Once you reach the line that contains "Isolate any visible cake", retype it and every line after it exactly, ending with the last line of the entries.

::: RECORDED INFORMATION

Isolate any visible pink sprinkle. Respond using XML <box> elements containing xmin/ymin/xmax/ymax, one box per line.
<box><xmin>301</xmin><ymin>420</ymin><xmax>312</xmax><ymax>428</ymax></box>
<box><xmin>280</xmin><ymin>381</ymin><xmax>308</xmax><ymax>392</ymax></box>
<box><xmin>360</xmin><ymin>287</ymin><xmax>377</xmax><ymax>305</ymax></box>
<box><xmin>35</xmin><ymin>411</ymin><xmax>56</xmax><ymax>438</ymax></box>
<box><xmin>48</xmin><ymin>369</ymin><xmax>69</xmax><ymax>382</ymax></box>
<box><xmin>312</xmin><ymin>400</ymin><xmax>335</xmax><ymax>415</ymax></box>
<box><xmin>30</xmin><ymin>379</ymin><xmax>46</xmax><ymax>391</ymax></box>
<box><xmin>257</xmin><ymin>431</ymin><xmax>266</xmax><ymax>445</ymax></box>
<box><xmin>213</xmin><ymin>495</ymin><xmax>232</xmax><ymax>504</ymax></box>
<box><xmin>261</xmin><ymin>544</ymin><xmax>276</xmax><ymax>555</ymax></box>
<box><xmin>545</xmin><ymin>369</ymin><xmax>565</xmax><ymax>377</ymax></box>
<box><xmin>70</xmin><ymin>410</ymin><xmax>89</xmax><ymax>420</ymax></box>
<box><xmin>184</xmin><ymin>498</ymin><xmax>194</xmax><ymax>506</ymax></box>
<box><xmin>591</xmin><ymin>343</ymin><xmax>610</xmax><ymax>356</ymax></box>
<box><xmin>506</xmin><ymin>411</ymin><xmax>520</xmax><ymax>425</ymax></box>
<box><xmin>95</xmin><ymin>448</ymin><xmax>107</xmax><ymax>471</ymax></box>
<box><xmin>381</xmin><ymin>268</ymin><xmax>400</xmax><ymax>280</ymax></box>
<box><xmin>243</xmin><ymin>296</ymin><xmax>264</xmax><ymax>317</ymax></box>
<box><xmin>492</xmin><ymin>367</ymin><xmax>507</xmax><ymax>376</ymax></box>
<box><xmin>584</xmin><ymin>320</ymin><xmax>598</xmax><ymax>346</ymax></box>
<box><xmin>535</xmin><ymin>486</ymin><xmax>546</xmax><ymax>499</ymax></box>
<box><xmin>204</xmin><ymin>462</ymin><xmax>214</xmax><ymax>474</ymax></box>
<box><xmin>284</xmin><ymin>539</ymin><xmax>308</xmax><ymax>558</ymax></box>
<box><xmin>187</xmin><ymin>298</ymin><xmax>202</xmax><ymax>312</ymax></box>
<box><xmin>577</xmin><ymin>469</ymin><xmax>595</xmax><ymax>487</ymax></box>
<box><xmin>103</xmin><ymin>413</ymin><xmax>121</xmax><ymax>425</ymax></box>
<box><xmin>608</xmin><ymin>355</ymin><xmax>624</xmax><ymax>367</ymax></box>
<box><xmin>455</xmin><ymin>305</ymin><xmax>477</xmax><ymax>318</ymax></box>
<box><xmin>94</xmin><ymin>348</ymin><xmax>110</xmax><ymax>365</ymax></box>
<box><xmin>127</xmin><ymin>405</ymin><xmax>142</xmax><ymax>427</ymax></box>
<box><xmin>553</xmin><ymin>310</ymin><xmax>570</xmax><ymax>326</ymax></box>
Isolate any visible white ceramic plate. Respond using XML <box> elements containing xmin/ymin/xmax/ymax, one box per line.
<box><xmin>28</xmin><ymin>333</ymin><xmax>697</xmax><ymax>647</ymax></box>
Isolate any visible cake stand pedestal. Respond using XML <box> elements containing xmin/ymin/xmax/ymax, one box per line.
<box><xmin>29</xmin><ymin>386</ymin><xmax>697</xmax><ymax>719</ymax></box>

::::::

▶ RESULT BELOW
Isolate any visible cake stand pedestal. Respond using XML <box> elements containing xmin/ymin/xmax/ymax, one box per line.
<box><xmin>29</xmin><ymin>386</ymin><xmax>697</xmax><ymax>719</ymax></box>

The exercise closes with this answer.